▶ _Problem to solve_
Reproduce the items word for word, from their first line through the line containing "7), (249, 3)]", and include that line. Leave the pictures out of your copy.

┌─ Provided records

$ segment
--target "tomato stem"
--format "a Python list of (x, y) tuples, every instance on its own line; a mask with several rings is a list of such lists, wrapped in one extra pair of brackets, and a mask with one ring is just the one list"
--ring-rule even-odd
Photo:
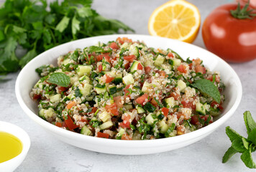
[(250, 3), (250, 0), (244, 5), (244, 6), (242, 9), (241, 9), (240, 3), (238, 2), (237, 8), (235, 10), (230, 10), (230, 14), (234, 18), (239, 19), (252, 19), (253, 17), (256, 16), (256, 14), (252, 14), (253, 9), (247, 10), (249, 7), (249, 3)]

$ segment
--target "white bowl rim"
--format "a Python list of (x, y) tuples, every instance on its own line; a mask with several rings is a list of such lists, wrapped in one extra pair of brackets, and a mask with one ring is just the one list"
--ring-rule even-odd
[[(6, 161), (4, 161), (3, 163), (0, 163), (0, 167), (1, 166), (6, 166), (6, 165), (10, 165), (12, 164), (13, 162), (16, 161), (19, 161), (19, 159), (22, 158), (19, 161), (23, 161), (22, 159), (22, 156), (26, 156), (26, 154), (27, 153), (27, 152), (29, 150), (30, 148), (30, 145), (31, 145), (31, 141), (30, 141), (30, 138), (29, 135), (27, 133), (27, 132), (23, 130), (22, 128), (21, 128), (20, 127), (8, 123), (8, 122), (5, 122), (5, 121), (0, 121), (0, 125), (4, 125), (4, 127), (6, 127), (4, 130), (0, 130), (0, 132), (6, 132), (7, 133), (9, 133), (11, 135), (14, 135), (15, 137), (17, 137), (17, 138), (19, 139), (19, 140), (22, 142), (22, 152), (17, 156), (12, 158), (12, 159), (9, 159)], [(19, 131), (19, 133), (22, 132), (22, 137), (20, 137), (19, 135), (17, 135), (15, 133), (9, 133), (9, 128), (15, 128), (17, 131)]]
[[(43, 56), (44, 54), (48, 52), (49, 51), (52, 51), (52, 49), (57, 49), (60, 46), (63, 46), (64, 44), (72, 44), (76, 42), (83, 42), (83, 41), (90, 41), (90, 39), (98, 39), (101, 40), (101, 39), (104, 38), (113, 38), (115, 39), (118, 37), (138, 37), (139, 39), (143, 39), (143, 38), (150, 38), (150, 37), (158, 37), (159, 39), (162, 39), (163, 40), (169, 40), (171, 39), (168, 38), (163, 38), (163, 37), (152, 37), (150, 35), (144, 35), (144, 34), (111, 34), (111, 35), (104, 35), (104, 36), (98, 36), (98, 37), (89, 37), (89, 38), (84, 38), (84, 39), (78, 39), (76, 41), (67, 42), (60, 45), (58, 45), (57, 47), (55, 47), (50, 49), (47, 50), (45, 52), (42, 52), (42, 54), (37, 55), (36, 57), (35, 57), (33, 59), (32, 59), (27, 65), (22, 69), (22, 70), (20, 72), (19, 74), (19, 76), (17, 79), (16, 81), (16, 85), (15, 85), (15, 92), (16, 92), (16, 96), (17, 98), (17, 100), (23, 109), (23, 110), (26, 113), (26, 114), (32, 118), (33, 120), (35, 120), (36, 123), (40, 124), (41, 126), (43, 126), (44, 128), (47, 128), (48, 130), (51, 130), (52, 132), (55, 133), (61, 133), (64, 135), (68, 135), (71, 138), (80, 138), (80, 139), (84, 139), (84, 140), (88, 140), (88, 141), (93, 141), (93, 142), (97, 142), (99, 144), (111, 144), (113, 146), (115, 145), (119, 145), (120, 143), (122, 143), (124, 146), (128, 147), (128, 148), (142, 148), (145, 147), (145, 145), (147, 145), (147, 147), (154, 147), (156, 145), (168, 145), (170, 143), (178, 143), (180, 141), (186, 141), (189, 140), (191, 138), (195, 138), (198, 136), (201, 136), (202, 135), (206, 134), (207, 133), (211, 133), (214, 129), (222, 125), (224, 123), (225, 123), (234, 113), (236, 109), (237, 108), (241, 99), (242, 99), (242, 84), (240, 82), (240, 80), (237, 75), (237, 73), (234, 72), (234, 70), (230, 67), (230, 65), (227, 63), (224, 60), (219, 57), (218, 56), (215, 55), (214, 54), (207, 51), (206, 49), (204, 49), (201, 47), (199, 47), (198, 46), (191, 44), (186, 42), (183, 42), (183, 44), (189, 44), (190, 46), (192, 46), (193, 47), (197, 47), (201, 49), (201, 51), (206, 51), (208, 53), (211, 54), (213, 56), (215, 56), (216, 58), (218, 58), (220, 61), (221, 61), (222, 63), (224, 63), (225, 65), (227, 65), (227, 67), (229, 68), (229, 70), (232, 73), (232, 76), (234, 77), (234, 80), (237, 82), (237, 84), (238, 85), (237, 86), (237, 96), (235, 100), (234, 104), (232, 105), (231, 109), (222, 117), (221, 117), (218, 120), (214, 121), (213, 123), (204, 127), (201, 129), (198, 129), (197, 130), (186, 133), (185, 135), (178, 135), (175, 137), (171, 137), (171, 138), (160, 138), (160, 139), (155, 139), (155, 140), (115, 140), (115, 139), (104, 139), (104, 138), (96, 138), (96, 137), (92, 137), (92, 136), (88, 136), (88, 135), (83, 135), (80, 133), (76, 133), (75, 132), (69, 131), (64, 130), (63, 128), (58, 128), (57, 126), (55, 126), (54, 125), (42, 120), (40, 118), (38, 115), (35, 114), (32, 110), (29, 110), (25, 105), (24, 102), (22, 100), (22, 97), (21, 96), (21, 94), (19, 91), (19, 83), (22, 82), (22, 76), (23, 72), (31, 67), (31, 64), (32, 62), (37, 60), (37, 58), (41, 56)], [(173, 42), (178, 42), (180, 44), (180, 41), (178, 40), (174, 40), (171, 39)], [(57, 57), (56, 57), (57, 58)], [(136, 144), (135, 144), (136, 143)]]

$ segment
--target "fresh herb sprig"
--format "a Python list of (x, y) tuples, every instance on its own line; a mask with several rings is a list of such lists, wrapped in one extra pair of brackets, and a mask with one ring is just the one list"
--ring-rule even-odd
[[(132, 31), (92, 9), (92, 0), (6, 0), (0, 8), (0, 75), (16, 72), (40, 53), (77, 39)], [(47, 9), (49, 7), (49, 10)], [(17, 57), (20, 46), (27, 52)]]
[(241, 159), (245, 166), (250, 168), (256, 168), (252, 157), (252, 153), (256, 150), (256, 123), (250, 111), (244, 113), (244, 120), (247, 130), (247, 138), (241, 136), (229, 126), (226, 128), (226, 133), (232, 144), (223, 156), (222, 163), (226, 163), (235, 153), (240, 153)]

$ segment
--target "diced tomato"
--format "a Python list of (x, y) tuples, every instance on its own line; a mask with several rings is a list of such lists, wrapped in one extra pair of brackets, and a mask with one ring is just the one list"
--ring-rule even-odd
[(118, 45), (116, 44), (116, 42), (111, 43), (109, 47), (113, 49), (119, 49), (119, 47), (118, 47)]
[(72, 102), (70, 102), (68, 105), (67, 105), (67, 109), (71, 109), (72, 107), (75, 106), (76, 105), (76, 102), (75, 101), (72, 101)]
[(128, 62), (132, 62), (136, 59), (134, 55), (124, 56), (124, 59), (127, 60)]
[(215, 102), (215, 101), (213, 101), (211, 103), (211, 106), (212, 108), (214, 108), (214, 106), (216, 106), (218, 109), (219, 109), (220, 110), (223, 110), (223, 107), (221, 106), (221, 104), (219, 104), (218, 102)]
[(151, 99), (150, 101), (151, 104), (153, 105), (153, 106), (157, 107), (158, 106), (158, 103), (157, 102), (157, 101), (155, 101), (155, 100), (154, 98)]
[(131, 119), (131, 115), (124, 115), (123, 122), (119, 123), (119, 125), (122, 126), (122, 128), (129, 128), (130, 119)]
[(57, 127), (62, 127), (63, 126), (63, 123), (55, 123), (55, 125), (57, 126)]
[(185, 128), (183, 125), (179, 125), (176, 127), (177, 135), (183, 135), (185, 134)]
[(138, 64), (137, 70), (143, 70), (143, 66), (141, 63)]
[(168, 115), (169, 109), (164, 107), (162, 108), (162, 112), (163, 115), (166, 117)]
[(121, 44), (124, 44), (124, 42), (132, 42), (132, 40), (130, 39), (128, 39), (127, 37), (118, 37), (116, 39), (116, 41), (120, 43)]
[(151, 67), (145, 67), (145, 72), (146, 72), (146, 74), (148, 74), (149, 72), (150, 72), (151, 70)]
[(114, 80), (114, 77), (109, 77), (109, 75), (106, 75), (106, 83), (110, 83)]
[(124, 104), (122, 103), (121, 97), (121, 95), (113, 97), (114, 102), (116, 103), (117, 107), (119, 108), (123, 108), (124, 106)]
[(58, 86), (58, 93), (61, 93), (62, 92), (67, 90), (67, 87)]
[(104, 133), (101, 132), (98, 132), (97, 133), (97, 137), (98, 138), (109, 138), (109, 135), (107, 133)]
[(71, 117), (70, 117), (68, 115), (68, 119), (65, 120), (65, 123), (68, 125), (68, 128), (70, 130), (79, 127), (78, 125), (74, 124), (74, 122), (73, 121)]
[(173, 57), (173, 54), (171, 53), (171, 52), (169, 52), (168, 54), (167, 54), (168, 57)]
[(170, 92), (169, 97), (173, 97), (175, 100), (178, 100), (180, 98), (180, 95), (175, 92)]
[(196, 105), (193, 105), (192, 102), (183, 100), (181, 101), (181, 104), (183, 105), (183, 108), (196, 109)]
[(98, 70), (99, 70), (99, 71), (100, 72), (102, 72), (102, 69), (103, 69), (102, 64), (101, 64), (99, 65)]
[(204, 67), (202, 67), (200, 64), (196, 64), (195, 67), (196, 73), (201, 73), (205, 74), (206, 72), (206, 70)]
[(186, 73), (187, 70), (186, 69), (186, 66), (183, 64), (180, 64), (178, 67), (177, 70), (180, 71), (181, 73)]
[(106, 111), (108, 113), (110, 113), (115, 116), (117, 116), (119, 115), (118, 110), (117, 110), (117, 105), (116, 105), (116, 102), (114, 102), (113, 104), (111, 104), (110, 105), (106, 105), (105, 108), (106, 109)]
[(33, 100), (37, 100), (37, 99), (40, 99), (41, 97), (41, 95), (37, 95), (37, 94), (35, 94), (33, 95)]
[(140, 97), (135, 100), (136, 102), (143, 105), (143, 103), (148, 99), (148, 95), (147, 93), (144, 94), (143, 95), (140, 96)]
[(124, 133), (122, 135), (121, 140), (132, 140), (132, 138), (129, 137), (127, 133)]

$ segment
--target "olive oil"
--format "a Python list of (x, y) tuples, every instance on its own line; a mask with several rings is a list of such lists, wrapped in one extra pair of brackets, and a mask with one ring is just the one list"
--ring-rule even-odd
[(14, 135), (0, 131), (0, 163), (17, 156), (22, 150), (22, 143)]

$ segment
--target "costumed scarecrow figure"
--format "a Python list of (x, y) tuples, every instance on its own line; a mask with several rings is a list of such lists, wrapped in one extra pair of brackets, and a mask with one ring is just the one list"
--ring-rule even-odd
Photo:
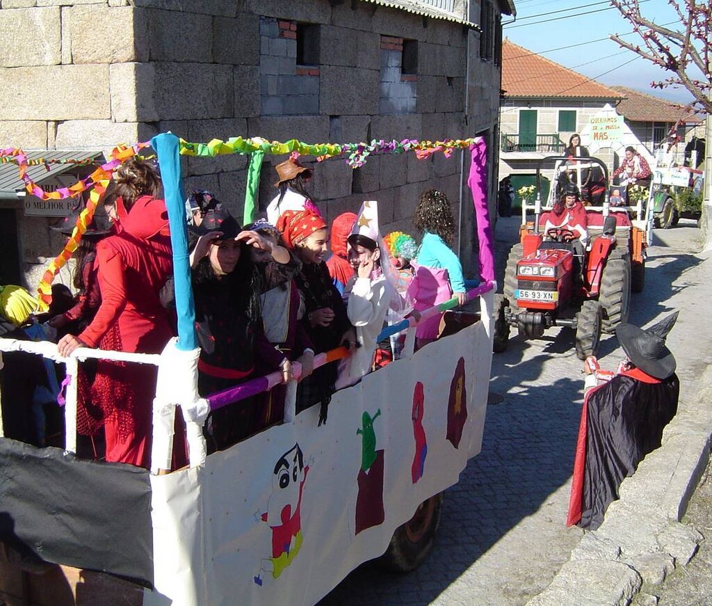
[(627, 356), (617, 373), (597, 371), (587, 358), (583, 409), (567, 525), (595, 530), (618, 498), (620, 483), (660, 446), (677, 412), (680, 382), (665, 345), (679, 312), (646, 330), (621, 324), (616, 335)]

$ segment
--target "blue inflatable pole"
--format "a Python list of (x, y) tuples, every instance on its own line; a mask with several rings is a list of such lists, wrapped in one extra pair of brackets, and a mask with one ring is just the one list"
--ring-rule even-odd
[(178, 314), (177, 347), (179, 350), (194, 350), (198, 347), (198, 340), (195, 334), (195, 304), (190, 286), (188, 224), (185, 216), (185, 197), (181, 187), (178, 137), (169, 132), (157, 135), (151, 140), (151, 147), (158, 154), (163, 194), (171, 229), (173, 277)]

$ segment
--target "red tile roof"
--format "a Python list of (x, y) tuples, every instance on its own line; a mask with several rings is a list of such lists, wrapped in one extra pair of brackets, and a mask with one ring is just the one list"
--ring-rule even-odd
[(683, 111), (684, 106), (661, 99), (653, 95), (634, 90), (625, 86), (612, 86), (625, 97), (616, 107), (616, 111), (633, 122), (677, 122), (680, 118), (686, 122), (696, 124), (700, 119)]
[(506, 97), (619, 99), (622, 95), (505, 38), (502, 89)]

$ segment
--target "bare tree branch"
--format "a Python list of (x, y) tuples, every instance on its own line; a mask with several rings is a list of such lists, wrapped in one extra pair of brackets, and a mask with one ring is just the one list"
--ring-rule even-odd
[[(654, 88), (664, 88), (674, 85), (684, 86), (694, 97), (694, 105), (707, 114), (712, 113), (712, 74), (710, 56), (712, 43), (712, 6), (702, 0), (668, 0), (680, 19), (680, 30), (670, 29), (644, 17), (640, 12), (639, 0), (612, 0), (633, 31), (641, 38), (642, 44), (627, 42), (617, 35), (610, 38), (619, 46), (631, 51), (644, 59), (675, 77), (654, 82)], [(691, 73), (691, 70), (692, 73)], [(698, 77), (696, 72), (701, 73)]]

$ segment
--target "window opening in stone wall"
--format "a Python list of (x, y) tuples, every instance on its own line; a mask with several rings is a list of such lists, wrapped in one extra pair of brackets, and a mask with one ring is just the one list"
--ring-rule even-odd
[(319, 113), (319, 66), (299, 64), (305, 60), (318, 62), (318, 25), (260, 17), (261, 115)]
[(318, 66), (320, 29), (317, 23), (297, 23), (297, 65)]
[(418, 75), (418, 41), (403, 41), (403, 56), (401, 60), (401, 75)]
[(480, 58), (491, 61), (494, 56), (494, 9), (489, 2), (483, 2), (480, 12)]
[(559, 132), (576, 132), (576, 110), (559, 110)]
[(381, 36), (380, 113), (414, 112), (417, 80), (417, 41)]

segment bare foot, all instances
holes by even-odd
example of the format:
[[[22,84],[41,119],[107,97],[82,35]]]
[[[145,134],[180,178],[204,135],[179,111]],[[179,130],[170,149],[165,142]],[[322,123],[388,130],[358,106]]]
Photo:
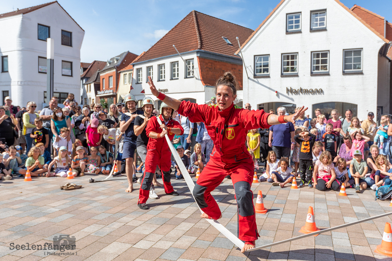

└─

▶ _Final answer_
$ segment
--target "tomato stem"
--format "a Python list of (x, y) tuples, every instance on its own line; a mask with several rings is a list of such lists, wrapped in one extra pair of brackets, and a mask with one ring is just the one list"
--ring-rule even-odd
Photo:
[(250, 3), (250, 0), (244, 5), (244, 6), (242, 9), (241, 9), (240, 3), (238, 2), (237, 8), (235, 10), (230, 10), (230, 14), (234, 18), (239, 19), (252, 19), (253, 17), (256, 16), (256, 14), (252, 14), (253, 9), (247, 10), (249, 7), (249, 3)]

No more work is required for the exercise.